AUFGABE 1: Welche Bilder zeigten die Forscher im Artikel über Gesichtserkennung ihren Versuchspersonen zum Vergleich? Nenne alle.
AUFGABE 2: Führe den Artikel über Gesichtserkennung im Gehirn ab seinem letzten Satz weiter.

TEXTAUSZUG:
News: Das Gesicht im Gesicht
Punkt, Punkt, Komma, Strich, fertig ist das Mondgesicht – das erkennt jedes Kind. Doch auch ganz andere Informationen können ein Gesicht definieren. Selbst die Interpretation von Gesichtern wird von äußeren Faktoren beeinflusst.
Tagtäglich sehen wir hunderte von Gesichtern – zu Hause, bei der Arbeit, im Fernsehen, auf der Straße. Und stets erkennen wir ein Gesicht problemlos als Gesicht, selbst wenn die Hauptmerkmale Augen, Nase und Mund nicht zu differenzieren sind: Ganz klar, der ovale Fleck zwischen Schultern und Helm des Radfahrers dort am Ende der Straße, das ist das Gesicht!
In solchen Fällen sind die spezifischen Merkmale (Augen, Nase, Mund) unerheblich für die Definition "Gesicht", schließlich ist auf die Entfernung davon nichts zu erkennen. Das Gehirn muss also auf andere Hinweise zurückgreifen, um sich darüber klar zu werden, worum es sich bei besagtem ovalen Fleck eigentlich handelt. Dazu zieht es Informationen aus dessen Umfeld zu Rate; in diesem Fall ist das der Körper, auf dem der Kopf sitzt. Demnach mischt bei der Objekterkennung neben den so genannten intrinsischen Merkmalen, also den besonderen Eigenschaften des Objekts selbst, auch der Kontext entscheidend mit, in dem es gesehen wird.
Wie geht das Gehirn nun dabei vor? Zur Verarbeitung der spezifischen Kennzeichen, die das Gesicht zu einem Gesicht machen, nutzt es einen umschriebenen Hirnbereich, das fusiforme Gesichtsareal (fusiform face area, FFA). Wo sich die grauen Zellen den Eindruck eines Gesichts allein aus Umfeld-Informationen zusammenbasteln, ist bislang nicht bekannt. Möglicherweise geschieht dies auch in der FFA, vermutete das Team um Pawan Sinsha vom Massachusetts Institute of Technology [1].
Deshalb zeigten sie ihren Versuchspersonen verschiedene Bilder, auf denen Gesichter allein durch den Kontext definiert waren: Anstelle des Kopfes saß ein grauer Fleck auf einem Körper. Zum Vergleich gab es den Fleck in ungewöhnlichem Zusammenhang mit dem Körper, ein verwischtes Gesicht ohne Körper, einen kopflosen Körper, ein gut erkennbares Gesicht und schließlich noch ein Bild ganz ohne Mensch. Gleichzeitig sahen die Forscher per funktioneller Kernspinresonanztomographie (fMRI) dem Gehirn ihrer Testpersonen zu.

DATENSÄTZE:
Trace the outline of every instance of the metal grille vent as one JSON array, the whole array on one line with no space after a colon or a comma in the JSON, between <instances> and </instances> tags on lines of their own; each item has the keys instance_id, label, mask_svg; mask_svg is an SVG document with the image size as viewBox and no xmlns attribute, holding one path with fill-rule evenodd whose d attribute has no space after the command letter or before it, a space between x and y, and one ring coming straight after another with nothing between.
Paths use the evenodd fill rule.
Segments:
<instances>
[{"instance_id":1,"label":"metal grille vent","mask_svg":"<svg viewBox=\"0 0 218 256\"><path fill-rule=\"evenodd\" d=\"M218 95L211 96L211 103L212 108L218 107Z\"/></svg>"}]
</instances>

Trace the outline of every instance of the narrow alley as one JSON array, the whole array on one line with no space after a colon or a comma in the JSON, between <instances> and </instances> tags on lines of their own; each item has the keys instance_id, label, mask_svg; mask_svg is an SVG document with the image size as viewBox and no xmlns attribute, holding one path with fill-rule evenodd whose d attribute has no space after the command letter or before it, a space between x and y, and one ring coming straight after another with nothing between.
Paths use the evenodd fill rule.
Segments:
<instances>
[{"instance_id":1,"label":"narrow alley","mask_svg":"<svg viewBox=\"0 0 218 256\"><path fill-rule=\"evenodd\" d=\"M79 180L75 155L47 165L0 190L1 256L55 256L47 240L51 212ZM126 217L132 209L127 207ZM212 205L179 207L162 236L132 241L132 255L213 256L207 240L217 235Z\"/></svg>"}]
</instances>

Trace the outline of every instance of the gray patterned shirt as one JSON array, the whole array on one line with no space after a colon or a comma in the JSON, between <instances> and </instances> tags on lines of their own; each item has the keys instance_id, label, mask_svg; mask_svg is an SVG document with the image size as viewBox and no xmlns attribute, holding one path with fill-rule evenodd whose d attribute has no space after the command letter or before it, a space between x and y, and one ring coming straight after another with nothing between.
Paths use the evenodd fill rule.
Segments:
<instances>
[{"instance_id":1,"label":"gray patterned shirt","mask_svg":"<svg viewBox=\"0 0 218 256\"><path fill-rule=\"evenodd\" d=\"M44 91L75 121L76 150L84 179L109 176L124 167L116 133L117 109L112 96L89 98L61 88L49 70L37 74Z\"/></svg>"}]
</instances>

* * *

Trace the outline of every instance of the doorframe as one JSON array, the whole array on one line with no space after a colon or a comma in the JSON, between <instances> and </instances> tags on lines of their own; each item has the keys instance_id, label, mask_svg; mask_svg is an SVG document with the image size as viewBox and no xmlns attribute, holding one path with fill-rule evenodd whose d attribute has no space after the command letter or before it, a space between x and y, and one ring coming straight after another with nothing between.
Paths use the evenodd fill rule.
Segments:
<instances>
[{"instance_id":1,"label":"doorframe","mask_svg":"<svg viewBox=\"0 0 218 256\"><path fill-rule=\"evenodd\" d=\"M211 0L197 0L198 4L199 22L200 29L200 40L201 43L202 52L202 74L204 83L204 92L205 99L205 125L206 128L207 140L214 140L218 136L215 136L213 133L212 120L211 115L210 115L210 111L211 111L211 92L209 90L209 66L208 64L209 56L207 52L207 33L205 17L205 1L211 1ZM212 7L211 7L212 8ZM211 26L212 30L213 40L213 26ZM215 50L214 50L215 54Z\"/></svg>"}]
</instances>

ANTWORT 1:
- den grauen Fleck in ungewöhnlichem Zusammenhang mit dem Körper
- ein verwischtes Gesicht ohne Körper
- einen kopflosen Körper
- ein gut erkennbares Gesicht
- ein Bild ganz ohne Mensch

ANTWORT 2:
Dabei zeigte sich, dass die Kontext-Informationen genau das gleiche Hirnareal beschäftigten, das auch bei der Betrachtung spezifischer Gesichtsmerkmale aktiv ist: Prangte ein grauer Fleck über einem Körper, begann die FFA eifrig zu arbeiten – genau so, als ob sie ein Gesicht mit Augen, Nase und Mund verarbeitete. Begutachtete die Testperson dagegen ein undefiniertes Oval unterhalb von einem Körper, einen kopflosen Körper oder lediglich ein graues Oval allein, tat sich in diesem Gehirnbereich kaum etwas. Demnach verarbeitet die FFA nicht nur die intrinsischen Merkmale von Gesichtern, sondern es ist auch ihr Job, aus den begleitenden Informationen ein Gesicht zusammen zu basteln.
Doch ein Gesicht, egal ob es aus Augen, Nase und Mund besteht oder lediglich als undefiniertes Oval über den Schultern erscheint, ist nicht einfach nur ein Gesicht – es birgt außerdem eine immense Fülle von zusätzlichen Informationen. Deswegen können wir im Gesicht unseres Gegenübers oft lesen wie in einem Buch. Nicht nur Stimmungen und Gefühle kommen darin zum Ausdruck, sondern auch das Geschlecht oder das Alter des Menschen lassen sich klar erkennen.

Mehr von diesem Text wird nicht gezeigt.